**Your goal**
Present every line of the records below as a Markdown table with two columns, Row and Line, numbering the rows in order and omitting any blank lines.
--- start Records for this task ---
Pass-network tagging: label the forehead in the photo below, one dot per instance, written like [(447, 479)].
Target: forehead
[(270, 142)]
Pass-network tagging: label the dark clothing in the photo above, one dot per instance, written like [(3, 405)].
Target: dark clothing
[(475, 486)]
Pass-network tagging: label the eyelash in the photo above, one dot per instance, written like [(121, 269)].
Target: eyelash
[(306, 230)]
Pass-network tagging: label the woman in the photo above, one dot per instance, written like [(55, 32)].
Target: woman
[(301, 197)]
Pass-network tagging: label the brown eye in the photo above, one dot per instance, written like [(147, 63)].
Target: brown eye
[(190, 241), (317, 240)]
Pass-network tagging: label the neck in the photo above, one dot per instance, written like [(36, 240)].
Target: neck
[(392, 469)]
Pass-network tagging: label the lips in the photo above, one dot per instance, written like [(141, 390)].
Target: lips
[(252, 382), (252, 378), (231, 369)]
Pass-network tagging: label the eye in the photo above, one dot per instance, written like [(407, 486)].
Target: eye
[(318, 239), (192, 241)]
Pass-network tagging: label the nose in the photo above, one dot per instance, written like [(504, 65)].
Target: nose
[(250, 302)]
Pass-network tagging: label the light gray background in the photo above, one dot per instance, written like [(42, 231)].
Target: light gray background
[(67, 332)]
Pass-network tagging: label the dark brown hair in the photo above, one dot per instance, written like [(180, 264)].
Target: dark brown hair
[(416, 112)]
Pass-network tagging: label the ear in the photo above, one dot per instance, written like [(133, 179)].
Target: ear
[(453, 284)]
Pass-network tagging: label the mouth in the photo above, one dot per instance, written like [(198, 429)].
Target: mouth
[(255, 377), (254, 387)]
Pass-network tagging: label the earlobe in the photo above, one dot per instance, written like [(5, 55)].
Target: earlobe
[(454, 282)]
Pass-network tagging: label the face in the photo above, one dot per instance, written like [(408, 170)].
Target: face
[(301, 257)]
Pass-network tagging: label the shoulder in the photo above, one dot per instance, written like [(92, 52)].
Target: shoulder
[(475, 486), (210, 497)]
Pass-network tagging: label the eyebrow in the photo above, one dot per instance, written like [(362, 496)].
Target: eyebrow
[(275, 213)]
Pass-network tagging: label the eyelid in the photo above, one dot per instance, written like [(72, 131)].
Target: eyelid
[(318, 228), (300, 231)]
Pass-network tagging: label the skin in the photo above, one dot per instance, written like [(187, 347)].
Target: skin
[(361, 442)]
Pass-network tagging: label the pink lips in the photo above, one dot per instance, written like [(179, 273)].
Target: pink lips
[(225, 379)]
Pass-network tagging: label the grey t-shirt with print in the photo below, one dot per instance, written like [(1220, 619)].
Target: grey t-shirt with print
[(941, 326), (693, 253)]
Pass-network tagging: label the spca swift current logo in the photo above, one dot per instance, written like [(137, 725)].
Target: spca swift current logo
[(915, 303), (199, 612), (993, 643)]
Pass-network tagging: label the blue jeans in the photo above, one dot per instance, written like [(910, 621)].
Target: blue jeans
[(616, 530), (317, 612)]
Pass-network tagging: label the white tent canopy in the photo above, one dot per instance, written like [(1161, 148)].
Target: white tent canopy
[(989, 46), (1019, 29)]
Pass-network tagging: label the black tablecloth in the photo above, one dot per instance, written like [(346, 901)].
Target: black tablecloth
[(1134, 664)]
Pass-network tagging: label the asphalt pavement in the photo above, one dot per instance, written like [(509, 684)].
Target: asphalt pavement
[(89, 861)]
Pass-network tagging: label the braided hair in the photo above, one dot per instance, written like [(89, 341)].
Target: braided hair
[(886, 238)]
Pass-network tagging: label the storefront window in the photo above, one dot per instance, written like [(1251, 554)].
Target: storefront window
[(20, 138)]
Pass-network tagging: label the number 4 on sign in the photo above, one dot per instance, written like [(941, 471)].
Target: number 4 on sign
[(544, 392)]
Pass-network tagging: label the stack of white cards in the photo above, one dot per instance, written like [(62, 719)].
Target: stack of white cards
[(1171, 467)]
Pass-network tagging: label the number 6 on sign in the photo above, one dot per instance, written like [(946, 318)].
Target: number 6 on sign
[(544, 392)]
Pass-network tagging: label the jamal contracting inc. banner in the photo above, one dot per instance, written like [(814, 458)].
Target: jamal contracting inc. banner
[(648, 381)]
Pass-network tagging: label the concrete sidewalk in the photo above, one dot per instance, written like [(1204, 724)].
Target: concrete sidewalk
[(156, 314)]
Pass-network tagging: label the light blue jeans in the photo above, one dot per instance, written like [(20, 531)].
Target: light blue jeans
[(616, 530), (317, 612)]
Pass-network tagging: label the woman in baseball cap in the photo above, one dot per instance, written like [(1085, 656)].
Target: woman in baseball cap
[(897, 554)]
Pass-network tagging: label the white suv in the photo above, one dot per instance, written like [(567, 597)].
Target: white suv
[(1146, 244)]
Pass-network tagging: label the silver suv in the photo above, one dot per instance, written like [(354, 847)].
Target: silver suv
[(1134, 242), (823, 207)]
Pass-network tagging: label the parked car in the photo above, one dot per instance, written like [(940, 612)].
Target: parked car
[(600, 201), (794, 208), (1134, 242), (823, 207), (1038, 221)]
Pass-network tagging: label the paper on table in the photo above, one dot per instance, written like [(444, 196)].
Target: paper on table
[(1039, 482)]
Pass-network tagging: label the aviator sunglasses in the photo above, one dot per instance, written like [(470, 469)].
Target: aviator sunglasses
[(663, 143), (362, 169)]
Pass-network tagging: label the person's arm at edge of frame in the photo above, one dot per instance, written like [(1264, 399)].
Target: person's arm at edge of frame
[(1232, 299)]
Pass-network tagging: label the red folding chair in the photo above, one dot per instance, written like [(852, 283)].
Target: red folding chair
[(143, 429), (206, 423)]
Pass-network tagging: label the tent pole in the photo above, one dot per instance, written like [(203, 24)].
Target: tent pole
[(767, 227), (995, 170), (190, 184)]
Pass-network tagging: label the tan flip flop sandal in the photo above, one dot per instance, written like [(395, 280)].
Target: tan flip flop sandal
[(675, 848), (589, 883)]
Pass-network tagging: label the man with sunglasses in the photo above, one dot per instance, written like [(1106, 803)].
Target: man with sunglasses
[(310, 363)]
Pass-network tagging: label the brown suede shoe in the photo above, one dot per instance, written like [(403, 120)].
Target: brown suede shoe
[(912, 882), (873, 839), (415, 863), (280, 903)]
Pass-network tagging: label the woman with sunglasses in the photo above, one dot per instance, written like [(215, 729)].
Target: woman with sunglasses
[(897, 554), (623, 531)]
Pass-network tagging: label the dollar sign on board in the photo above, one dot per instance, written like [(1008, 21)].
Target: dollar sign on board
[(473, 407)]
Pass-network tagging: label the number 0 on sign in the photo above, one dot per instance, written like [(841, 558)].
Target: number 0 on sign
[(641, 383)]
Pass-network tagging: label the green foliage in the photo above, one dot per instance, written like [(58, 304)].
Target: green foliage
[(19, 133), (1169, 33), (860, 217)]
--- end Records for this task ---
**Task response**
| Row | Line |
|---|---|
| 1 | Pass-network tagging: label the forehead in the photo below, one dot per instance, written like [(447, 479)]. |
| 2 | Target: forehead |
| 3 | [(270, 142)] |
| 4 | Pass-network tagging: label the dark clothing in the photo above, one dot per instance, written like [(3, 405)]. |
| 5 | Target: dark clothing |
| 6 | [(475, 486)] |
| 7 | Pass-network tagging: label the eyelash in the photo above, one dot per instance, written like [(121, 269)]. |
| 8 | Target: eyelash |
| 9 | [(306, 230)] |
| 10 | Pass-network tagging: label the woman in the photo above, one dot per instance, written like [(55, 32)]. |
| 11 | Target: woman |
| 12 | [(301, 197)] |
| 13 | Pass-network tagging: label the brown eye in the photo above, one dot per instance, written like [(147, 63)]. |
| 14 | Target: brown eye |
| 15 | [(190, 241), (317, 240)] |
| 16 | Pass-network tagging: label the neck in the photo above, one dot per instance, written like [(36, 240)]. |
| 17 | Target: neck |
| 18 | [(392, 469)] |
| 19 | Pass-network tagging: label the lips in the photo above, one dot per instance, written like [(141, 390)]. |
| 20 | Target: lips |
| 21 | [(252, 382), (252, 378), (231, 369)] |
| 22 | Pass-network tagging: label the eye in the photo above, one dot per instance, written like [(407, 486)]. |
| 23 | Target: eye |
| 24 | [(318, 239), (192, 241)] |
| 25 | Pass-network tagging: label the nose in the photo above, one dot per instance, written like [(504, 65)]. |
| 26 | Target: nose |
| 27 | [(250, 302)] |
| 28 | Pass-network tagging: label the light gray background in the photo above, one dot per instance, written like [(42, 231)]. |
| 29 | Target: light gray background |
| 30 | [(67, 332)] |
| 31 | Pass-network tagging: label the dark brown hair in the photo above, one dot per instance, written like [(180, 264)]. |
| 32 | Target: dark brown hair |
| 33 | [(416, 112)] |
| 34 | Pass-network tagging: label the ear in the photo above, one dot per instance, written like [(133, 179)]. |
| 35 | Target: ear |
| 36 | [(453, 284)] |
| 37 | Pass-network tagging: label the mouth in the photo above, one dot per instance, written like [(198, 429)]. |
| 38 | Target: mouth |
| 39 | [(255, 377), (254, 387)] |
| 40 | Pass-network tagging: label the earlobe in the photo above, one dot per instance, written like [(5, 55)]. |
| 41 | Target: earlobe |
| 42 | [(454, 282)] |
| 43 | Pass-network tagging: label the face in the photo above, one dot per instance, written like [(408, 170)]. |
| 44 | Target: face |
| 45 | [(301, 257)] |
| 46 | Pass-network tagging: label the shoulder in the photo above, one dot per instance, written like [(92, 52)]. |
| 47 | Target: shoulder |
| 48 | [(475, 486), (210, 497)] |
| 49 | Pass-network tagging: label the eyebrow in the photo above, one dot per instance, written like [(362, 496)]. |
| 50 | Target: eyebrow |
| 51 | [(275, 213)] |
| 52 | Pass-network tagging: label the eyelid in the photo above, one dot per instance, written like [(72, 131)]. |
| 53 | Target: eyelid |
| 54 | [(318, 228), (300, 231)] |
| 55 | Pass-network tagging: label the skin in the photo above, one dot per instance, written like [(187, 347)]. |
| 56 | Target: skin |
| 57 | [(361, 442)] |
| 58 | Pass-network tagging: label the pink lips in the photo above, one dot per instance, written like [(179, 273)]. |
| 59 | Target: pink lips |
| 60 | [(225, 379)] |
| 61 | Pass-network tagging: label the grey t-shirt with print in the photo below, one dot per instance, written like [(1220, 619)]. |
| 62 | Target: grey t-shirt with print |
| 63 | [(941, 326), (693, 253)] |
| 64 | Pass-network tagging: label the spca swift current logo in the photo above, one dot per instance, written like [(137, 725)]. |
| 65 | Target: spca swift current logo |
| 66 | [(915, 303), (199, 612), (993, 643)] |
| 67 | Pass-network tagging: label the blue jeans in the photo above, one dot per instance, written like [(910, 621)]. |
| 68 | Target: blue jeans |
| 69 | [(616, 530), (317, 612)] |
| 70 | Pass-network tagging: label the white tent canopy in the photo above, one dot per instance, written like [(1161, 148)]. |
| 71 | Target: white tent canopy |
| 72 | [(989, 46), (1019, 29)] |
| 73 | Pass-network tagging: label the black tablecloth in the photo above, one dot per instance, written like [(346, 901)]. |
| 74 | Target: black tablecloth |
| 75 | [(1134, 664)] |
| 76 | Pass-network tagging: label the asphalt pavement in the photo above, one dot per instance, written like [(509, 684)]. |
| 77 | Target: asphalt pavement |
| 78 | [(89, 861)] |
| 79 | Pass-network tagging: label the braided hair in the photo above, one dot per instance, written like [(89, 341)]. |
| 80 | Target: braided hair |
| 81 | [(886, 238)] |
| 82 | Pass-network tagging: label the storefront window in the photo above, one dot per instance, written like [(1251, 554)]. |
| 83 | Target: storefront window |
| 84 | [(20, 138)] |
| 85 | Pass-network tagging: label the number 4 on sign in the photo above, one dot per instance, written like [(941, 471)]. |
| 86 | Target: number 4 on sign |
| 87 | [(544, 392)] |
| 88 | Pass-network tagging: label the stack of white cards in the photo above, one dot per instance, written like [(62, 719)]. |
| 89 | Target: stack of white cards |
| 90 | [(1171, 467)] |
| 91 | Pass-network tagging: label the number 6 on sign in the photo above, one dot per instance, written like [(946, 318)]. |
| 92 | Target: number 6 on sign |
| 93 | [(544, 392)] |
| 94 | Pass-network tagging: label the jamal contracting inc. banner in the photo above, one dot per instance, written like [(814, 458)]. |
| 95 | Target: jamal contracting inc. banner |
| 96 | [(648, 381)] |
| 97 | Pass-network tagging: label the concrete sidewalk in the photo above, one dot per instance, written like [(1204, 724)]. |
| 98 | Target: concrete sidewalk |
| 99 | [(156, 314)] |
| 100 | Pass-network tagging: label the light blue jeans in the photo above, one dot per instance, written like [(20, 531)]. |
| 101 | Target: light blue jeans |
| 102 | [(616, 530), (317, 612)] |
| 103 | Pass-network tagging: label the woman in baseball cap in the photo above, one dot per instance, written like [(1085, 656)]. |
| 104 | Target: woman in baseball cap |
| 105 | [(897, 554)] |
| 106 | Pass-network tagging: label the white suv in the photo above, one dot per instance, written like [(567, 597)]. |
| 107 | Target: white suv |
| 108 | [(1146, 244)] |
| 109 | Pass-network tagging: label the silver suv in the photo above, one dot per instance, written like [(354, 847)]. |
| 110 | Target: silver suv |
| 111 | [(1134, 242), (823, 207)] |
| 112 | Pass-network tagging: label the parked car in the photo above, one dot per instance, written like [(940, 612)]. |
| 113 | Target: parked car |
| 114 | [(600, 201), (794, 208), (1134, 242), (823, 207), (1038, 221)] |
| 115 | Pass-network tagging: label the paper on table in the photo above, one dot per instance, written like [(444, 196)]. |
| 116 | Target: paper on table |
| 117 | [(1039, 482)] |
| 118 | Pass-network tagging: label the aviator sunglasses in the photo above, one dot per instance, written like [(470, 469)]. |
| 119 | Target: aviator sunglasses |
| 120 | [(663, 143), (362, 169)] |
| 121 | Pass-network tagging: label the person's arm at edge of frame in the photo above, one dot per instance, written like [(1264, 399)]. |
| 122 | Target: person's arm at edge of frame |
| 123 | [(1232, 299)] |
| 124 | Pass-network tagging: label the red folding chair in the photo above, one dot per instance, written like [(852, 283)]. |
| 125 | Target: red folding chair |
| 126 | [(143, 429), (206, 423)] |
| 127 | Pass-network tagging: label the tent pole in the photo above, one dot per instance, written like [(203, 24)]. |
| 128 | Target: tent pole |
| 129 | [(767, 227), (995, 170), (190, 184)] |
| 130 | Pass-network tagging: label the tan flip flop sandal in the photo above, one dot per instance, written like [(395, 280)]. |
| 131 | Target: tan flip flop sandal |
| 132 | [(675, 848), (589, 883)] |
| 133 | Pass-network tagging: label the man with sunglasses in the photo above, one dot per instance, written like [(1106, 803)]. |
| 134 | Target: man with sunglasses |
| 135 | [(310, 363)] |
| 136 | Pass-network tagging: label the brown suede shoe in the photo above, one dot per instance, written like [(403, 120)]. |
| 137 | Target: brown suede shoe |
| 138 | [(912, 882), (873, 839), (415, 863), (280, 903)] |
| 139 | Pass-network tagging: label the woman with sunglasses in the photo above, one dot per instance, written like [(215, 729)]. |
| 140 | Target: woman with sunglasses |
| 141 | [(897, 554), (623, 531)] |
| 142 | Pass-network tagging: label the dollar sign on board in the photo above, one dot per instance, written like [(1008, 21)]. |
| 143 | Target: dollar sign on board |
| 144 | [(473, 407)] |
| 145 | Pass-network tagging: label the number 0 on sign in the photo above, one dot per instance, written like [(841, 558)]. |
| 146 | Target: number 0 on sign |
| 147 | [(641, 383)] |
| 148 | Pass-network tagging: label the green foliage in the photo above, one dot per instance, written like [(58, 304)]. |
| 149 | Target: green foliage |
| 150 | [(19, 133), (1169, 33), (860, 217)] |